Output the rows below word for word, starting with the line that contains "Target: grassy ground" and going on through the last line of the rows, with both of those lines included.

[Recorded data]
** BEGIN **
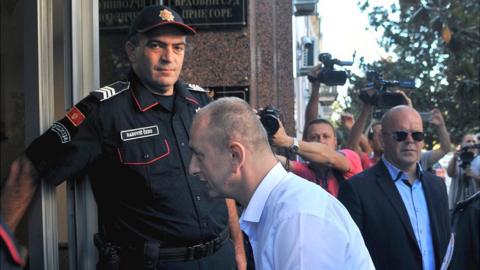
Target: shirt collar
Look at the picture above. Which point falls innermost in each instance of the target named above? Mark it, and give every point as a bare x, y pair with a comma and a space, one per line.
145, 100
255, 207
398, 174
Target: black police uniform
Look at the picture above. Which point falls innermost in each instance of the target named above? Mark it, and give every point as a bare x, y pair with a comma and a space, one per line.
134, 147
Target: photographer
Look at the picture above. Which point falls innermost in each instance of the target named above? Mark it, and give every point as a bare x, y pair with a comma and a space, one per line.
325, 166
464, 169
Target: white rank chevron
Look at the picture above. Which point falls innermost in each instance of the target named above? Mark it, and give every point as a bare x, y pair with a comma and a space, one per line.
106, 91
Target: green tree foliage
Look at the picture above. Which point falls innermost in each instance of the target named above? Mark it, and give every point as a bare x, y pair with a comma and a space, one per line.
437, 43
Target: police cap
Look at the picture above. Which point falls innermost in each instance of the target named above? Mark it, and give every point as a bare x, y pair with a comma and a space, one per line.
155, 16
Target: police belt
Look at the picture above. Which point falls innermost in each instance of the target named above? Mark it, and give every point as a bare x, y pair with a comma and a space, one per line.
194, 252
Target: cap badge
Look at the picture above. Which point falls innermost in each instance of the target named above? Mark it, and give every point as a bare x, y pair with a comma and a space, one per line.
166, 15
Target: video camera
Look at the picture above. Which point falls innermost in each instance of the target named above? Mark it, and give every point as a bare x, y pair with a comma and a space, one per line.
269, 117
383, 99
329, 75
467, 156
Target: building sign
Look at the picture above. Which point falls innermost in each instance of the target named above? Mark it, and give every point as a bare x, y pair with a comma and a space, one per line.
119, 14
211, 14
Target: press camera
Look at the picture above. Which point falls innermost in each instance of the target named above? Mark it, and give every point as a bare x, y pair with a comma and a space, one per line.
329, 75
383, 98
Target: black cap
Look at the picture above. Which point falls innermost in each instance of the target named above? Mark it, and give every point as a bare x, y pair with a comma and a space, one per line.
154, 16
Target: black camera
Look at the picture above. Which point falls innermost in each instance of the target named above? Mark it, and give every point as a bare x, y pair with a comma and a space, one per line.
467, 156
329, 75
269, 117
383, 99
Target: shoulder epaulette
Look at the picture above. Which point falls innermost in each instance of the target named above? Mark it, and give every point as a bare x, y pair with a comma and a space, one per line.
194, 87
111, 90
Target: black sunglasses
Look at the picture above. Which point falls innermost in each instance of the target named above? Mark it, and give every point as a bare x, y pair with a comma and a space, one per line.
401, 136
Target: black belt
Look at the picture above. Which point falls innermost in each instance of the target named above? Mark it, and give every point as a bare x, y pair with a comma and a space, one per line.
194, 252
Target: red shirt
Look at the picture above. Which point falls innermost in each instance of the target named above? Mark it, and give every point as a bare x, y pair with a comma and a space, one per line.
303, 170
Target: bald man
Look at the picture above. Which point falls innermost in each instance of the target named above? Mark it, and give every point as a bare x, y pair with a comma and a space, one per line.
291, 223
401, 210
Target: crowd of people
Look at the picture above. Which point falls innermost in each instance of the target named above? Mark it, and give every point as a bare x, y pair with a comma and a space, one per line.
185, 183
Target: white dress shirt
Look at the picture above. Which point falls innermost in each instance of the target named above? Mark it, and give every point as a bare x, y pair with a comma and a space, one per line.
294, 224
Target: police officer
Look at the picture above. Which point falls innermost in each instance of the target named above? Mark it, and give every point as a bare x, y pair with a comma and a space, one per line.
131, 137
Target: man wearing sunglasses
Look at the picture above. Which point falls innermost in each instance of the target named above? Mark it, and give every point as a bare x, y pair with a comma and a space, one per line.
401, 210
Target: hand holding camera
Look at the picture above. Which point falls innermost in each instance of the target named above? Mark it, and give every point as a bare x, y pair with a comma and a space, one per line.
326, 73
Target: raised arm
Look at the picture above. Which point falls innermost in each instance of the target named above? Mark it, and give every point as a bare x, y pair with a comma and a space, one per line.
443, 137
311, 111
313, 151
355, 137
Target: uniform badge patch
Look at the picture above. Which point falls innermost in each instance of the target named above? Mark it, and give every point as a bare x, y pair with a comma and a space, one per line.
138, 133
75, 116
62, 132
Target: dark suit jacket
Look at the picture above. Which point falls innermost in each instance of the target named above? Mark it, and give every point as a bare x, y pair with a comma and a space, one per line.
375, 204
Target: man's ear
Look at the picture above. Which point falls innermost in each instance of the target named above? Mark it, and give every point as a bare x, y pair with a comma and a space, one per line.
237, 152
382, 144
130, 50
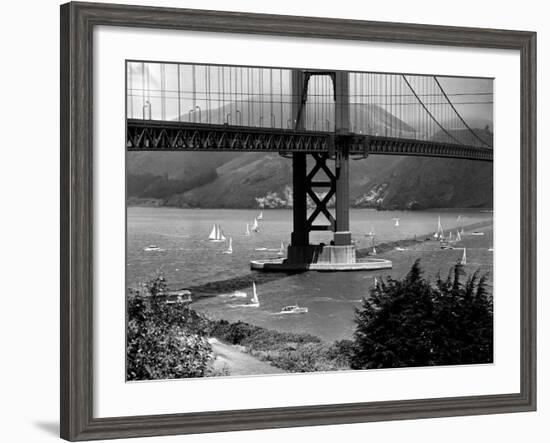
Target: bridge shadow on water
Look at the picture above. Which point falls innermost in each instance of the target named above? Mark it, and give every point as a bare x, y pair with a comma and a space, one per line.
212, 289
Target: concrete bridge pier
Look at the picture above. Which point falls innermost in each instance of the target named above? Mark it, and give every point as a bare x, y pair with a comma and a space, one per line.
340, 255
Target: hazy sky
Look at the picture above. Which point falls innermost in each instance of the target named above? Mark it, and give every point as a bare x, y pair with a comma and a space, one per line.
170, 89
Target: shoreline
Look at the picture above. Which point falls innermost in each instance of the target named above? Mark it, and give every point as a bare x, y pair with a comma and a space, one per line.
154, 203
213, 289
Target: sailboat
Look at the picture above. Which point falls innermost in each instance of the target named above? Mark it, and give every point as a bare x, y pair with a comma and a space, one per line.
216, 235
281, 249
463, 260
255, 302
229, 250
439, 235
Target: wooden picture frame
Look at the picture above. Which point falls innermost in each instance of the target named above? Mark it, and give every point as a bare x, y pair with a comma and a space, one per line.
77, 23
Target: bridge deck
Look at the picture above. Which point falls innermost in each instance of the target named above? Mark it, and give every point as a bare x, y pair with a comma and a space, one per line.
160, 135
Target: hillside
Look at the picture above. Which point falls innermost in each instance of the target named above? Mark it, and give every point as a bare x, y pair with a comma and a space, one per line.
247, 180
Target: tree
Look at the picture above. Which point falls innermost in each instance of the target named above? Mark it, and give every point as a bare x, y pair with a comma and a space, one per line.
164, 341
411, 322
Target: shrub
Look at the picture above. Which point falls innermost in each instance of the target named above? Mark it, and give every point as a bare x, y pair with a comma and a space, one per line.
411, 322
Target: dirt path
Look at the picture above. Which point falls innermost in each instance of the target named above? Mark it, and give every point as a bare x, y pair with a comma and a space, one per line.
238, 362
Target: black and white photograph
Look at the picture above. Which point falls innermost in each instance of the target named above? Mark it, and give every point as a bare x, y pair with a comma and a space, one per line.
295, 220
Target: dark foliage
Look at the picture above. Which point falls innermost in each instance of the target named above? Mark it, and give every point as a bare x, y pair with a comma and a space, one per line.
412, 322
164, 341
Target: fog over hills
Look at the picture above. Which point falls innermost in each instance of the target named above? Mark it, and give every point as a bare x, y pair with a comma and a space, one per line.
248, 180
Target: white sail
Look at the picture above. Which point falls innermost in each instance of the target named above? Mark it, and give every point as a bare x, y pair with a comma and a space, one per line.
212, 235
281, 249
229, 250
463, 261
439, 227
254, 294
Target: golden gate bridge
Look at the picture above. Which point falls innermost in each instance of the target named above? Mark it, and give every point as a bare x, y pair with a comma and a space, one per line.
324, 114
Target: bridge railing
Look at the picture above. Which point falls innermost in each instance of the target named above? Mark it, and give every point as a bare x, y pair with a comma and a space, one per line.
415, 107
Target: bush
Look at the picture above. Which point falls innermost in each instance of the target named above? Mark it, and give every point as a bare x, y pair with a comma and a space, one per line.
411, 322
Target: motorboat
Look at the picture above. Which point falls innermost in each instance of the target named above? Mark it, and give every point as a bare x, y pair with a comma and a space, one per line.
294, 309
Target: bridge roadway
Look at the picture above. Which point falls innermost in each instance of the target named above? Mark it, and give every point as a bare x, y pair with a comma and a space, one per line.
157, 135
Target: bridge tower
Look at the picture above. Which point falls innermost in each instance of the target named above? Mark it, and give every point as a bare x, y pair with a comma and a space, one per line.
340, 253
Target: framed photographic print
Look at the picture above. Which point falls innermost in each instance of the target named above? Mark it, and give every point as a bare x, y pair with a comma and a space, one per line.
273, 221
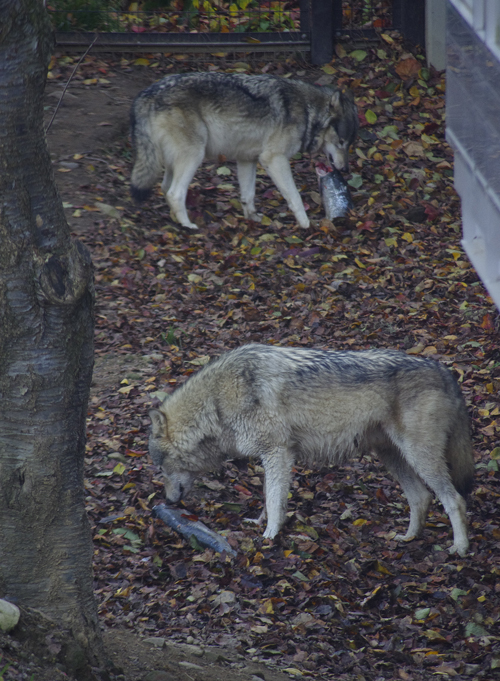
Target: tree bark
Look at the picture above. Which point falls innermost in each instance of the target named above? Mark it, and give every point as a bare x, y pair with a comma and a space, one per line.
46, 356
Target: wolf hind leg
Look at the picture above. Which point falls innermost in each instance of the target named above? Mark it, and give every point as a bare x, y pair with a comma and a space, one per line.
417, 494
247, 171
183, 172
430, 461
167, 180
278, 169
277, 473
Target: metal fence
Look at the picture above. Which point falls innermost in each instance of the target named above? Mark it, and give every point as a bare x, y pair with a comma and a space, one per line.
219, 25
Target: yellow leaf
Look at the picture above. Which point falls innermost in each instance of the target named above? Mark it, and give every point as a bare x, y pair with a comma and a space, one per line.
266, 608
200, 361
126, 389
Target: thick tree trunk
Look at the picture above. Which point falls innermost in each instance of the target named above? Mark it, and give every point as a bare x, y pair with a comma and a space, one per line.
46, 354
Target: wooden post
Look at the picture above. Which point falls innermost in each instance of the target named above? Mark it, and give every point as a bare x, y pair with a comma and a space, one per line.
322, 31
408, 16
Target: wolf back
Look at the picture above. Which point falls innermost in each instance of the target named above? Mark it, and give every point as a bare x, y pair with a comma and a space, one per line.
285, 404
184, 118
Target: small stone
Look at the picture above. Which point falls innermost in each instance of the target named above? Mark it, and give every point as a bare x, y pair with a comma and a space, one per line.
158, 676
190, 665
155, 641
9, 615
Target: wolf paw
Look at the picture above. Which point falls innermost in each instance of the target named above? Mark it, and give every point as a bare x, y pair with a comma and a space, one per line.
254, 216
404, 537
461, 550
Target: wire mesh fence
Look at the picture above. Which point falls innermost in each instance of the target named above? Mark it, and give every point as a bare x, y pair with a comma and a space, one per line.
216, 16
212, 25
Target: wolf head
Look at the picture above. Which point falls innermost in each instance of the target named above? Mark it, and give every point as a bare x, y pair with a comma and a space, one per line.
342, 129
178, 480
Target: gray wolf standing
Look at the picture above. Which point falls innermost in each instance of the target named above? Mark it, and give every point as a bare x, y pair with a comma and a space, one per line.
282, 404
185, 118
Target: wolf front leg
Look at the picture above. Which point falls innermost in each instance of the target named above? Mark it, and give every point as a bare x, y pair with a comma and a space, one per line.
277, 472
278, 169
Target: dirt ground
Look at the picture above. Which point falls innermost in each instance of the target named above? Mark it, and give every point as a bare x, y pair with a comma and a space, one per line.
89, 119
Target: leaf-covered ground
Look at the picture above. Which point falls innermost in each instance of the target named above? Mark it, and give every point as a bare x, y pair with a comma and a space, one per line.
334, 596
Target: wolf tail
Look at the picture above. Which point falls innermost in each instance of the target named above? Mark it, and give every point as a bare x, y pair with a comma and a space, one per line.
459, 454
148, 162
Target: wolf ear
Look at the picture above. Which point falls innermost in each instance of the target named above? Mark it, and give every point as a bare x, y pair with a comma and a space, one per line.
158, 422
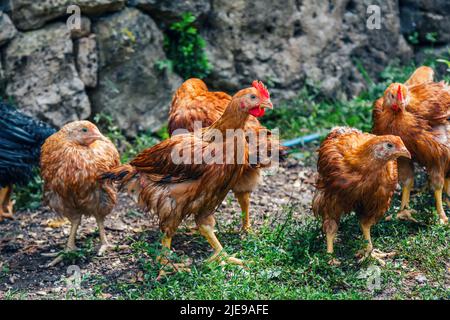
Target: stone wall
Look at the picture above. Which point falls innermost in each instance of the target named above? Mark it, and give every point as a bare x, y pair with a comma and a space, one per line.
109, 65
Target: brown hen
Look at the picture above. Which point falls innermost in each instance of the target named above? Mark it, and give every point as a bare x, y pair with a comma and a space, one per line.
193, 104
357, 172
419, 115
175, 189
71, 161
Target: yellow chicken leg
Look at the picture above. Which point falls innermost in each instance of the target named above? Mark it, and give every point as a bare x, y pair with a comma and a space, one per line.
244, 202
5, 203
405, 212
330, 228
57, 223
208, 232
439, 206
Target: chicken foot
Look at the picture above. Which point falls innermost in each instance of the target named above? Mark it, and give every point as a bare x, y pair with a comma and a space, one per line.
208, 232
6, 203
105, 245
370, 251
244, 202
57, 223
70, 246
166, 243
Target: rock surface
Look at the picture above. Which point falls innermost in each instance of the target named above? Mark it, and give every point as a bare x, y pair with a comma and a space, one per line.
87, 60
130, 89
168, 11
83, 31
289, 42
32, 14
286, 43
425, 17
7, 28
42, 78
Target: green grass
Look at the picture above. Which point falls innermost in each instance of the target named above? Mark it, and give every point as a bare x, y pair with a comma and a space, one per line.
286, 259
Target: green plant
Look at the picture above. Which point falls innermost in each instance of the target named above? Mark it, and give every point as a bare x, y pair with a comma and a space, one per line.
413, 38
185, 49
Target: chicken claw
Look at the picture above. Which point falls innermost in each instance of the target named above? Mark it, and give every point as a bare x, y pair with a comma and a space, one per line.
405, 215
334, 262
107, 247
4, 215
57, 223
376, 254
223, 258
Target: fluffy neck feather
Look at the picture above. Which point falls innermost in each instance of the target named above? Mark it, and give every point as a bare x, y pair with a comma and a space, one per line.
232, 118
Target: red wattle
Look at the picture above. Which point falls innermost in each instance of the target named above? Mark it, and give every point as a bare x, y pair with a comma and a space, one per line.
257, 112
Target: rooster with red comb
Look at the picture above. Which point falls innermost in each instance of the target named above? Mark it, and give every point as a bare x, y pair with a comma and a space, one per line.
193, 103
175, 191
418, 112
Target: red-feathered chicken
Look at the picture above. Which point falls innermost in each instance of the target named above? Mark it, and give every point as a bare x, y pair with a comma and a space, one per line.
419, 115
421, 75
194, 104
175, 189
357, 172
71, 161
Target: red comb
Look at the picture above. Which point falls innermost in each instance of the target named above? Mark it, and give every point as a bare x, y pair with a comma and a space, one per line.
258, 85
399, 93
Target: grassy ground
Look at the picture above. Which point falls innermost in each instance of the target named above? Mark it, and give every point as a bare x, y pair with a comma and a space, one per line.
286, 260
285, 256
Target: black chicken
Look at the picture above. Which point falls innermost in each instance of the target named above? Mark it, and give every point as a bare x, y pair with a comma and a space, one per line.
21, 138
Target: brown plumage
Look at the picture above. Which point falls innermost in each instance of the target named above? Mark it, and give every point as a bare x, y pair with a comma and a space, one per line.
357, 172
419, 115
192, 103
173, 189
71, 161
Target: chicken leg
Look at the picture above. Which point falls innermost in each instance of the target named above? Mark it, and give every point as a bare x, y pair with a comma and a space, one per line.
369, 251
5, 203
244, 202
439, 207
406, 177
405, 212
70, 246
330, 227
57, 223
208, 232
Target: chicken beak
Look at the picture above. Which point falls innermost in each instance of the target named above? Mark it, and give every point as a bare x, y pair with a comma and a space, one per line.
** END **
## TASK SOLUTION
Target: grassy ground
Look at the picture above. Which point falls innermost in each instance of the target named above? Mark it, and give every point as a bare x, y pair with a comma and a space, one per line.
286, 260
285, 256
Target: black chicken
Look at the picture above. Which point falls innermost in each instance of the target named above? Mark it, and give every point as a bare x, y pair with a comma and a space, one per line.
21, 138
Target: brown plumage
Look at the picture above. Which point falls innermost in each instance of the target named above? Mark it, and give every point as a bare x, y pair with a comma and a space, one per line.
357, 172
419, 115
192, 103
173, 189
71, 161
Target: chicken leg
Look at the picture above. Which point falls innermost in each instance of the target named above? Mark it, and give every point as a bare x, y pair with a comma and a space, one per line.
369, 251
5, 203
244, 202
439, 207
406, 177
405, 212
70, 246
330, 227
57, 223
208, 232
Target: chicken beak
Look at the picture above. Which point falls innermost in each instance of the target named above? Mark it, and give every point as a bare x, y pair with a comma and a space, one per line.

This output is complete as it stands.